Convert the records below into a two-column CSV with the columns "prompt" and "points", one row per request, starting at the line that contains "shade in the photo below." and ending at the end of the records. Put each request's text and its answer in one quoted field apiece, replace line breaks with spaces, and leave the pictures out.

→ **Stored data entries**

----

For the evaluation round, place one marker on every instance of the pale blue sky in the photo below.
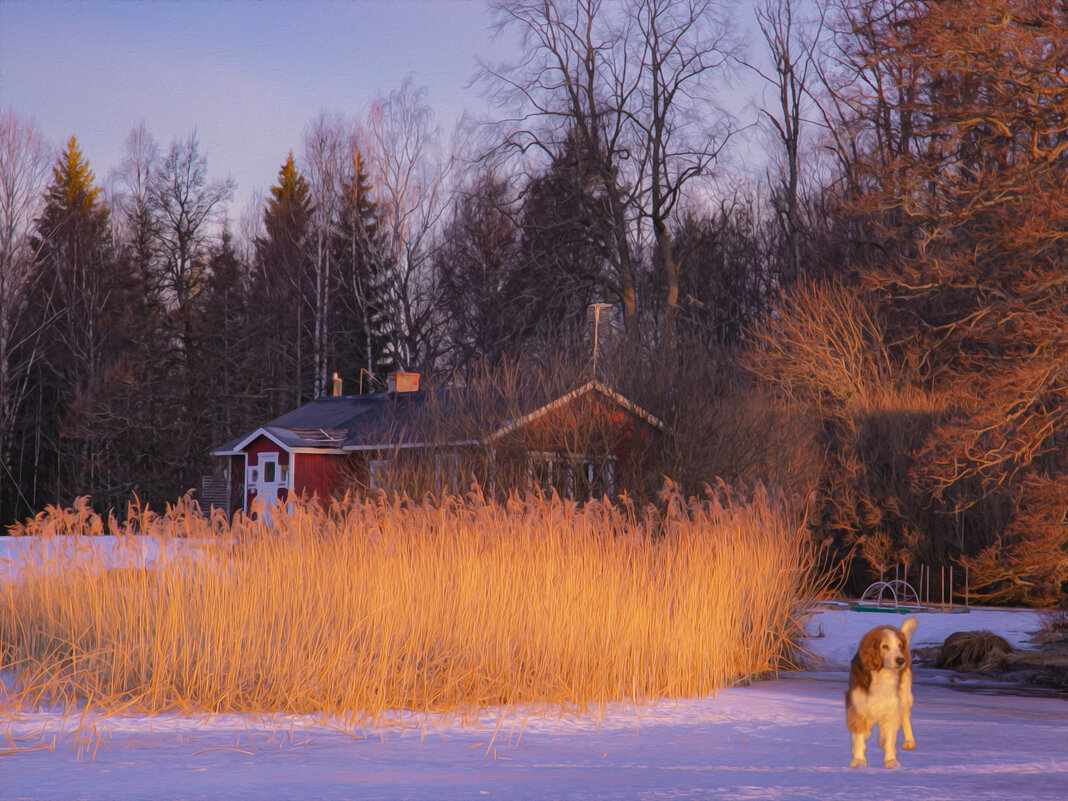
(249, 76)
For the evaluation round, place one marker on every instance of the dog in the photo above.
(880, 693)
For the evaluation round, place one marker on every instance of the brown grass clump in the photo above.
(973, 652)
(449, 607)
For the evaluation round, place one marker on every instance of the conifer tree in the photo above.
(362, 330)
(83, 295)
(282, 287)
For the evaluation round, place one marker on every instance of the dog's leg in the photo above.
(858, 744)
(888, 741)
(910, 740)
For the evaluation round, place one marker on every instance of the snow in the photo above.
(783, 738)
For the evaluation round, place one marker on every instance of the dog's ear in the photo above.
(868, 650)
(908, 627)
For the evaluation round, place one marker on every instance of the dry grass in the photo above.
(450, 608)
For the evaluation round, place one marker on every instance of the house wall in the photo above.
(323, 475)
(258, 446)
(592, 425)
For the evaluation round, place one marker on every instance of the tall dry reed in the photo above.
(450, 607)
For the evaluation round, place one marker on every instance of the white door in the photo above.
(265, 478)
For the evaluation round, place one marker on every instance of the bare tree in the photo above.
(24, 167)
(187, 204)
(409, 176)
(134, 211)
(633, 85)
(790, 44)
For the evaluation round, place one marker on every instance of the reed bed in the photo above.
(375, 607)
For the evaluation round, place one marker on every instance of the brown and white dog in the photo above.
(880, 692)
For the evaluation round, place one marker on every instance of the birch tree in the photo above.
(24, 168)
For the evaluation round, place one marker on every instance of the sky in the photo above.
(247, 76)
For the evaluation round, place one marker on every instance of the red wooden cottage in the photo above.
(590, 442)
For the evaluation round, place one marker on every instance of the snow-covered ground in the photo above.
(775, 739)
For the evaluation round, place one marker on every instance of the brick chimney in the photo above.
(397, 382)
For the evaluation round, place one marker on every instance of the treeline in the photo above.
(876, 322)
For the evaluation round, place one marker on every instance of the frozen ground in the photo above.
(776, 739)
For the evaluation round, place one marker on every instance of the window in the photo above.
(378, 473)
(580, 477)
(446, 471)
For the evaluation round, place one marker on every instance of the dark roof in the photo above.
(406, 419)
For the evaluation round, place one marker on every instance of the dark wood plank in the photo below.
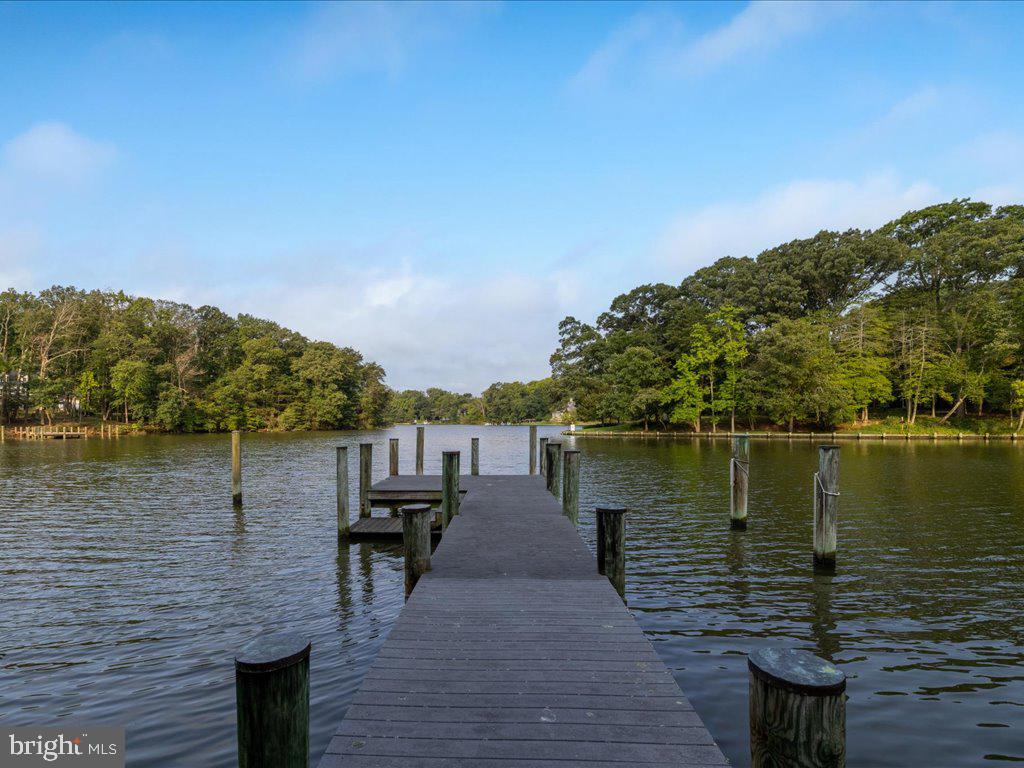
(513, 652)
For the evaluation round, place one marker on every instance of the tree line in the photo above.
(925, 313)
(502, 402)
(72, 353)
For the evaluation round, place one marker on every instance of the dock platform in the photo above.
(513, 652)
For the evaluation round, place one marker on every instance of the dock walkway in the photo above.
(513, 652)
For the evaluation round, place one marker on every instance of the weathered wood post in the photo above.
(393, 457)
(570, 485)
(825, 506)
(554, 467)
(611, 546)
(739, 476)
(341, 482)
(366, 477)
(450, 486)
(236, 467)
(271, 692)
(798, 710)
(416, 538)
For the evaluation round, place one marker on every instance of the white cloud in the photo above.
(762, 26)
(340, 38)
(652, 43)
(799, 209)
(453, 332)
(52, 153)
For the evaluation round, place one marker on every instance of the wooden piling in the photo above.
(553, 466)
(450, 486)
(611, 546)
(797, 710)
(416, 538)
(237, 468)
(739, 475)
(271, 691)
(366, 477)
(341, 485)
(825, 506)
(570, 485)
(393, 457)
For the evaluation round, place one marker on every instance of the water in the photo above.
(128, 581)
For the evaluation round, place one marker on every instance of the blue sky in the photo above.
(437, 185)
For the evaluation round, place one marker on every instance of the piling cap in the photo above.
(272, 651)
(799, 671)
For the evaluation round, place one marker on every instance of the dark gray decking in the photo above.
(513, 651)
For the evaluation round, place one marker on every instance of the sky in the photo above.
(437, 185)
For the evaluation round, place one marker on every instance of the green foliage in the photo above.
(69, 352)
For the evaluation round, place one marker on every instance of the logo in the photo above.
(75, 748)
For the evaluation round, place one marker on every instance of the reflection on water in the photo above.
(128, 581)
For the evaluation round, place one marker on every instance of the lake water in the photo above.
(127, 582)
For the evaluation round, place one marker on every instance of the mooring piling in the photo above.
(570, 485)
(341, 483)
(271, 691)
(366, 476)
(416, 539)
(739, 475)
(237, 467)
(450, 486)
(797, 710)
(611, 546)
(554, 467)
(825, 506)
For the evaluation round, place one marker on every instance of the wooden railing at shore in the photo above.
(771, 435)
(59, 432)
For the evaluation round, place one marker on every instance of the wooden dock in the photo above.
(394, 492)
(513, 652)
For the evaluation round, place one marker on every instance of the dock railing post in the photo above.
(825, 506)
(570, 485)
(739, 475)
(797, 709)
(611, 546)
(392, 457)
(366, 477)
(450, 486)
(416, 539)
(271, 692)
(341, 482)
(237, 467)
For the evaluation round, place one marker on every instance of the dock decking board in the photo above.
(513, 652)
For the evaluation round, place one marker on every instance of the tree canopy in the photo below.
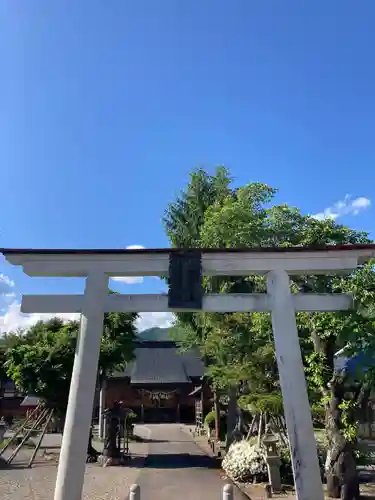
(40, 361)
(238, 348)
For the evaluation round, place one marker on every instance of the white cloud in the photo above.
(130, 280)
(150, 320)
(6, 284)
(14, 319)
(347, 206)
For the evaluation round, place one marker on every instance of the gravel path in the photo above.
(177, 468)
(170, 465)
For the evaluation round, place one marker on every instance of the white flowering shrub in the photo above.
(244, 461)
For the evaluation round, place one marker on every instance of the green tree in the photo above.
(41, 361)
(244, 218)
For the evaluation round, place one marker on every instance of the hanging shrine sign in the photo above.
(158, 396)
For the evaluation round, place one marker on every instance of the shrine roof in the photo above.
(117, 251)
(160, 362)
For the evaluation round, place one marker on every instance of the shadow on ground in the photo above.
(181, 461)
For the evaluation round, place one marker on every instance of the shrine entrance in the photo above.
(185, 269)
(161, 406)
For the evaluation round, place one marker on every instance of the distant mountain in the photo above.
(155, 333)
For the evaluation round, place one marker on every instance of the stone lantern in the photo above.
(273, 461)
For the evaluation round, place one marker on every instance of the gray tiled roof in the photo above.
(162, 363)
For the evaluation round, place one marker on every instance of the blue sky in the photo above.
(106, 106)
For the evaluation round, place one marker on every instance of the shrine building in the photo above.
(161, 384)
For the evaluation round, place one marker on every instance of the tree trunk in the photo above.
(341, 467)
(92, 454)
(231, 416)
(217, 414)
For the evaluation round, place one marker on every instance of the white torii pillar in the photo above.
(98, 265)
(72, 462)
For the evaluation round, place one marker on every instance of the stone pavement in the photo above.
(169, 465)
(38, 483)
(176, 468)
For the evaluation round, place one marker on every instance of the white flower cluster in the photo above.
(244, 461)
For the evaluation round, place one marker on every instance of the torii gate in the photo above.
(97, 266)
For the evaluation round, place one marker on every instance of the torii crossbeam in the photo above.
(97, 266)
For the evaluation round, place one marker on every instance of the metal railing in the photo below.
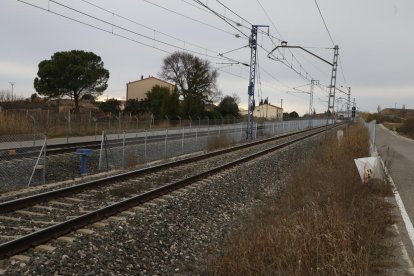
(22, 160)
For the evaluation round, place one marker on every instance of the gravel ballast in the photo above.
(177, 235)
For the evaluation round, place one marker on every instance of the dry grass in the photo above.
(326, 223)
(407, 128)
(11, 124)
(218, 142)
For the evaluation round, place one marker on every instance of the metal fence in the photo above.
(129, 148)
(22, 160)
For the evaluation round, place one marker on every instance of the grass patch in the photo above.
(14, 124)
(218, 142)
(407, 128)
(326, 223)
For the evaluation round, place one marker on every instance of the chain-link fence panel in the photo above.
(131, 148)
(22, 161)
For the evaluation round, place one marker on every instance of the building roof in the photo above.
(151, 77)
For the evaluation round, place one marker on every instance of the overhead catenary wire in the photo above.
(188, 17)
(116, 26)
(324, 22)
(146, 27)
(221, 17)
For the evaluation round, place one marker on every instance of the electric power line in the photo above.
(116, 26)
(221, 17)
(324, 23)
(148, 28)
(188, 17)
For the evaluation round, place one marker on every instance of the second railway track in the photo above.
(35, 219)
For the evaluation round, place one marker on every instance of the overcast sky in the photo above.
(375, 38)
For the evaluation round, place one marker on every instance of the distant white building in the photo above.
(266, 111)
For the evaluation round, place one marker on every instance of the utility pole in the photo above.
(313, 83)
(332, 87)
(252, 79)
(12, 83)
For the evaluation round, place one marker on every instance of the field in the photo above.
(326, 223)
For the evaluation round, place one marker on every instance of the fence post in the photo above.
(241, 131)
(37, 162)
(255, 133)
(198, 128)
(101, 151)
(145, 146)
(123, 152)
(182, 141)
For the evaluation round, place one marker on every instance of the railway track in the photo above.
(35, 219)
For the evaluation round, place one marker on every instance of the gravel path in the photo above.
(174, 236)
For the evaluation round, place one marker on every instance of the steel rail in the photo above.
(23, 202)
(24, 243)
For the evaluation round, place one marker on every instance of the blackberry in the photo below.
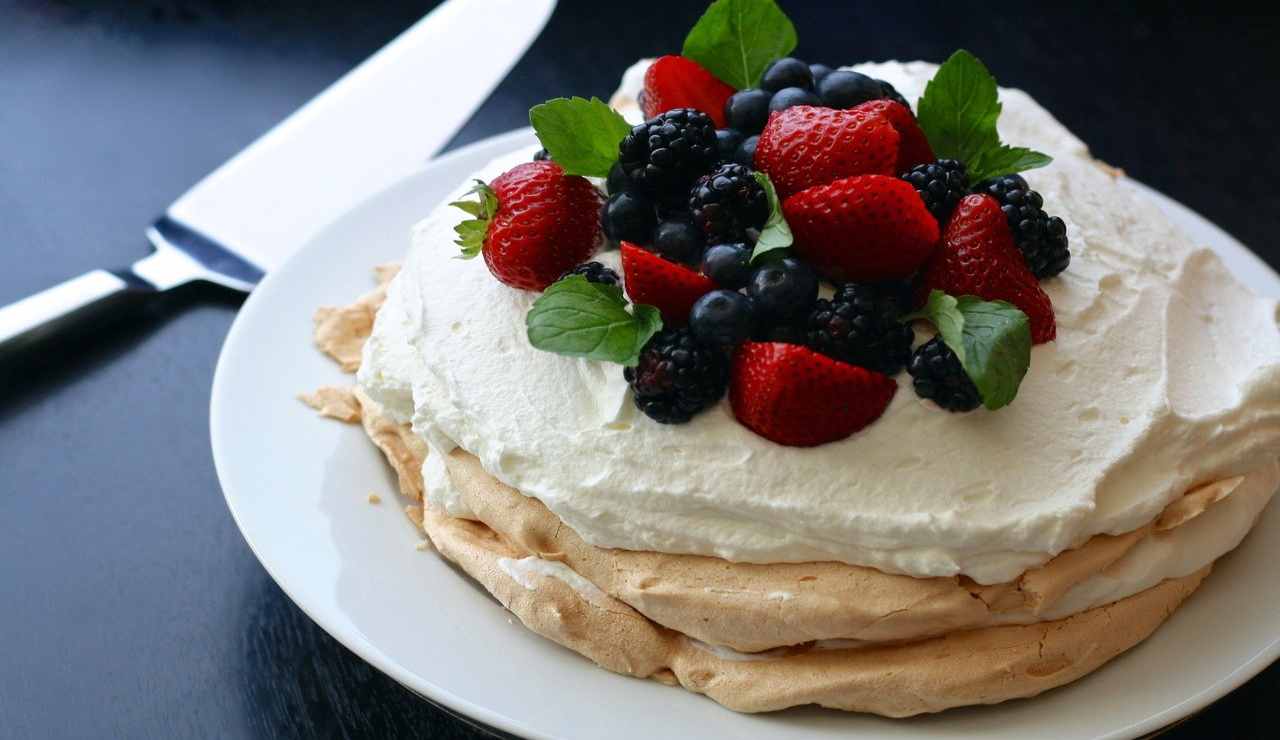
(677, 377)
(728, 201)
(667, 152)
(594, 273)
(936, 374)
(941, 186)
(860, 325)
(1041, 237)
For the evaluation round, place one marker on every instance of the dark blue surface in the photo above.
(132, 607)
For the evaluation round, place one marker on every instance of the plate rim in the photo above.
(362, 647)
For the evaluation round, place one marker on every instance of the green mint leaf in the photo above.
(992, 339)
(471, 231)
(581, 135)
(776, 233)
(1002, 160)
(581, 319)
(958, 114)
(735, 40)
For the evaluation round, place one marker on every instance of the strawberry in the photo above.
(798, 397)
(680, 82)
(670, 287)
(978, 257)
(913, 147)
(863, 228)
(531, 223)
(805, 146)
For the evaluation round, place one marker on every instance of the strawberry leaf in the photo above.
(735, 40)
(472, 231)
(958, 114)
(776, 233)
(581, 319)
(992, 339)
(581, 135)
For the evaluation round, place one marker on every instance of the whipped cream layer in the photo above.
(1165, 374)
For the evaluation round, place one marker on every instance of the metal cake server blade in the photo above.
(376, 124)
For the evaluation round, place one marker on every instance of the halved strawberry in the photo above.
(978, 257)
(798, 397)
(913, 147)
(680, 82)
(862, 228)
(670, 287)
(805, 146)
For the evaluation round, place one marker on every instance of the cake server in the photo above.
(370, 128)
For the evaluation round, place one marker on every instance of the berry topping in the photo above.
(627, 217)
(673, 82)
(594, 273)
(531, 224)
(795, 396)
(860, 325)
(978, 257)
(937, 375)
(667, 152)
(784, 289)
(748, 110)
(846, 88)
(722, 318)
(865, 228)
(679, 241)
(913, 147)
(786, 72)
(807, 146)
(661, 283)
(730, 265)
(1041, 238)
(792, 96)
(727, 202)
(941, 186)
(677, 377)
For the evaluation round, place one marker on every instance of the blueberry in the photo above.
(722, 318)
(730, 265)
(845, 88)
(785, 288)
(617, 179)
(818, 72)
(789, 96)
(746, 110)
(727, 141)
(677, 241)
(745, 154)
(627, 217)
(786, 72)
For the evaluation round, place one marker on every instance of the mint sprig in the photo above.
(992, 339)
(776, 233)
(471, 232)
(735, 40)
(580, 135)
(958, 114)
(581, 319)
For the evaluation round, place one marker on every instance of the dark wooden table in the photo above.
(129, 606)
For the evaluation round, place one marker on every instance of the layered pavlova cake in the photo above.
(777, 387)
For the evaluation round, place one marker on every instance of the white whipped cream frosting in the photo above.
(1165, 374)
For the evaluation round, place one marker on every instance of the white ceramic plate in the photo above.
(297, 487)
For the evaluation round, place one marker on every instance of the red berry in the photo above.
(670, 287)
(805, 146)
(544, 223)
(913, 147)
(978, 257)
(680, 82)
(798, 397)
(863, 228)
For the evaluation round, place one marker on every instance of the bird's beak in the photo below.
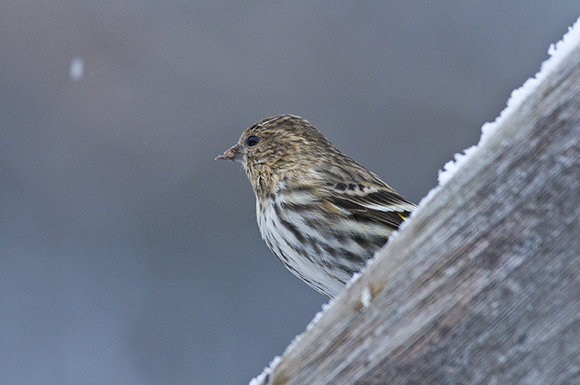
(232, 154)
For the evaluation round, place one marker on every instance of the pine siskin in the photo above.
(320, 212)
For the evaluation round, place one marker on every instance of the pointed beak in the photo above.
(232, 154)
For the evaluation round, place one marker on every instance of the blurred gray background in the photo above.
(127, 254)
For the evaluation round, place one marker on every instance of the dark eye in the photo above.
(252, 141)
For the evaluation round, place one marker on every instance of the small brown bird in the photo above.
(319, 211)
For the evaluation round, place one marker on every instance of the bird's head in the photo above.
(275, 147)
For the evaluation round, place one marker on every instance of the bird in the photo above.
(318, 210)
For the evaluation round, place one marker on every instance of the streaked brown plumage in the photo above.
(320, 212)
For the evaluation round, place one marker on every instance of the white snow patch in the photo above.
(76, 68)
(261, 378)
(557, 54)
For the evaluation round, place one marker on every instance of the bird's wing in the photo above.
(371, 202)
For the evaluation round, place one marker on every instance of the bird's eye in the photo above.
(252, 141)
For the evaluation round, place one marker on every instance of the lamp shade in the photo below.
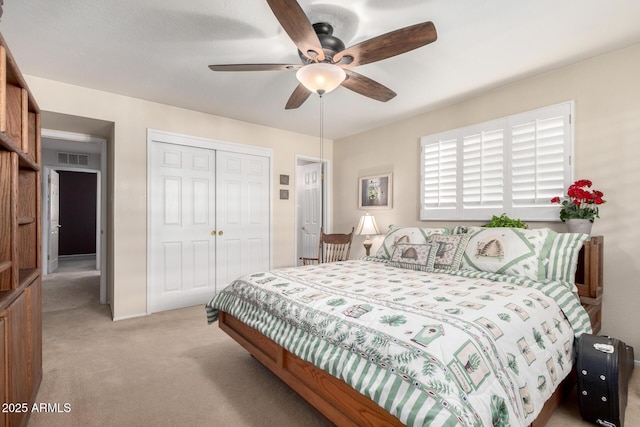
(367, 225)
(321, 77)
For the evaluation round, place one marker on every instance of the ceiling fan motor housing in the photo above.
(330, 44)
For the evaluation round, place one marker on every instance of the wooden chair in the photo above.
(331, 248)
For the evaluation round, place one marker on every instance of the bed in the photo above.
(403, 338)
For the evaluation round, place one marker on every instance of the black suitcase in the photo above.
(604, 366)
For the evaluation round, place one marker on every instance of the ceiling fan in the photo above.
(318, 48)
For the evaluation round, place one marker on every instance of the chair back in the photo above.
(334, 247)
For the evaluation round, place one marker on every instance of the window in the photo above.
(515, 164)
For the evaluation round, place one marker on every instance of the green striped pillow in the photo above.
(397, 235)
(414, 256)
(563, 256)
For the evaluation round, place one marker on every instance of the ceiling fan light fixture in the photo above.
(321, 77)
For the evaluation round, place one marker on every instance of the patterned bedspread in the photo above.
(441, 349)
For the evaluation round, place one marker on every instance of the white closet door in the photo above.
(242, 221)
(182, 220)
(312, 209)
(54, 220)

----

→ **Exercise solution**
prompt,points
"For the evaluation round, place one marker on every instance of the lamp shade in the photo below.","(367, 225) (321, 77)"
"For the evaluation round, place one marker on every instance of the ceiling fan motor housing in the photo above.","(330, 44)"
"For the evaluation round, place one marker on every instance of the wooden chair in the photo above.","(331, 248)"
"For the evaluation round, place one marker on every instance of the bed in the photo above.","(403, 338)"
"For the evaluation round, place one marker on every instance of the black suitcase in the photo above.","(604, 366)"
"For the evaluation round, place one marker on every instance of the ceiling fan in the photo above.","(318, 48)"
"For the evaluation round, place one marker on every instance of the chair back in the photo above.","(334, 247)"
"For the evaluation round, place one marker on every instance of the window in the photo above.","(515, 164)"
"For the evaluation round, place one marker on every instance of the green striped pillow in the photo above.","(397, 235) (414, 256) (563, 256)"
"For the evaluation round, place one marker on every instance of the ceiling fan light fixture in the photo above.","(321, 77)"
"For the evaluation round, place one marker on every instance of the patterned bedspread in the photo above.","(441, 349)"
"For the evaluation round, place one marker on every instance of the white closet door in the photo above.","(242, 221) (182, 220) (312, 209) (54, 220)"